_Task goal_. Read through the entries below and return each line with the word "glass".

_Referring expression data_.

══════

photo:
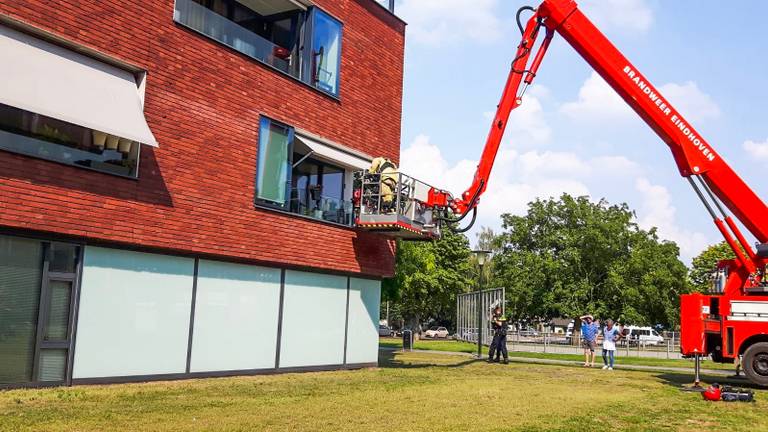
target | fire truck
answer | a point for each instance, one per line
(728, 323)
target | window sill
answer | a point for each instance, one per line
(267, 207)
(335, 98)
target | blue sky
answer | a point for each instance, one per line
(573, 134)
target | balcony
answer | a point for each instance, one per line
(312, 203)
(203, 20)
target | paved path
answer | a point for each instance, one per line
(512, 358)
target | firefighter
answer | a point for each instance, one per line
(388, 181)
(499, 343)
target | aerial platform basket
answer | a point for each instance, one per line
(394, 204)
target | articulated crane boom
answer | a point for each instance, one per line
(733, 320)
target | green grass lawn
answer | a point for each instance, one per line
(464, 347)
(409, 392)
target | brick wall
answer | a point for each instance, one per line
(195, 192)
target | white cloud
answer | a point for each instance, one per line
(690, 101)
(527, 126)
(517, 178)
(630, 16)
(598, 102)
(657, 211)
(440, 22)
(758, 150)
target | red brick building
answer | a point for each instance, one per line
(175, 180)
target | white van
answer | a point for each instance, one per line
(644, 335)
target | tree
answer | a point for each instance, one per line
(704, 265)
(428, 276)
(486, 240)
(570, 256)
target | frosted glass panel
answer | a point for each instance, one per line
(21, 266)
(235, 317)
(314, 311)
(134, 314)
(363, 333)
(57, 327)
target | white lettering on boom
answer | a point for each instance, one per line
(665, 109)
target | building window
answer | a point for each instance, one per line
(326, 52)
(49, 138)
(317, 190)
(273, 175)
(304, 43)
(290, 177)
(37, 286)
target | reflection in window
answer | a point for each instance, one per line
(278, 33)
(326, 51)
(318, 191)
(48, 138)
(274, 164)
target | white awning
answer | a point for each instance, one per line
(46, 79)
(333, 154)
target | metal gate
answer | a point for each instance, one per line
(477, 307)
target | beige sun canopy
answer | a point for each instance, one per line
(332, 153)
(46, 79)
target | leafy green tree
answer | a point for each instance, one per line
(704, 264)
(568, 257)
(428, 276)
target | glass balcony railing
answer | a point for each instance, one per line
(219, 28)
(328, 209)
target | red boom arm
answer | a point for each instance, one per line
(694, 156)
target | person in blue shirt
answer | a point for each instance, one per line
(611, 334)
(589, 330)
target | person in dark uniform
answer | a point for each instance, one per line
(499, 342)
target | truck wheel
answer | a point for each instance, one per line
(755, 363)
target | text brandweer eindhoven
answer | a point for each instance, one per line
(667, 110)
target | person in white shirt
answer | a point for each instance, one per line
(611, 334)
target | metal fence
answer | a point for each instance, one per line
(561, 343)
(472, 308)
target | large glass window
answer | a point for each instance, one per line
(21, 262)
(291, 178)
(274, 32)
(48, 138)
(326, 51)
(35, 309)
(317, 190)
(273, 174)
(133, 314)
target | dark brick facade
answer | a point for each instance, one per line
(203, 101)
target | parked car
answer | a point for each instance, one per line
(644, 335)
(437, 332)
(385, 331)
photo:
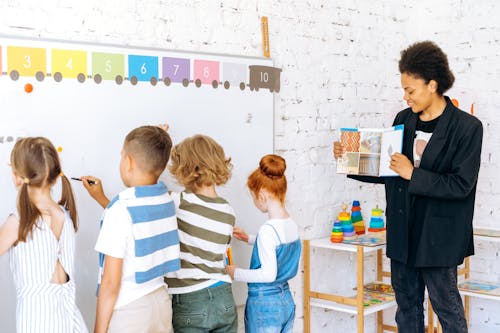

══════

_Task answer_.
target | frosted glass panel
target | glass balcony railing
target | large glass window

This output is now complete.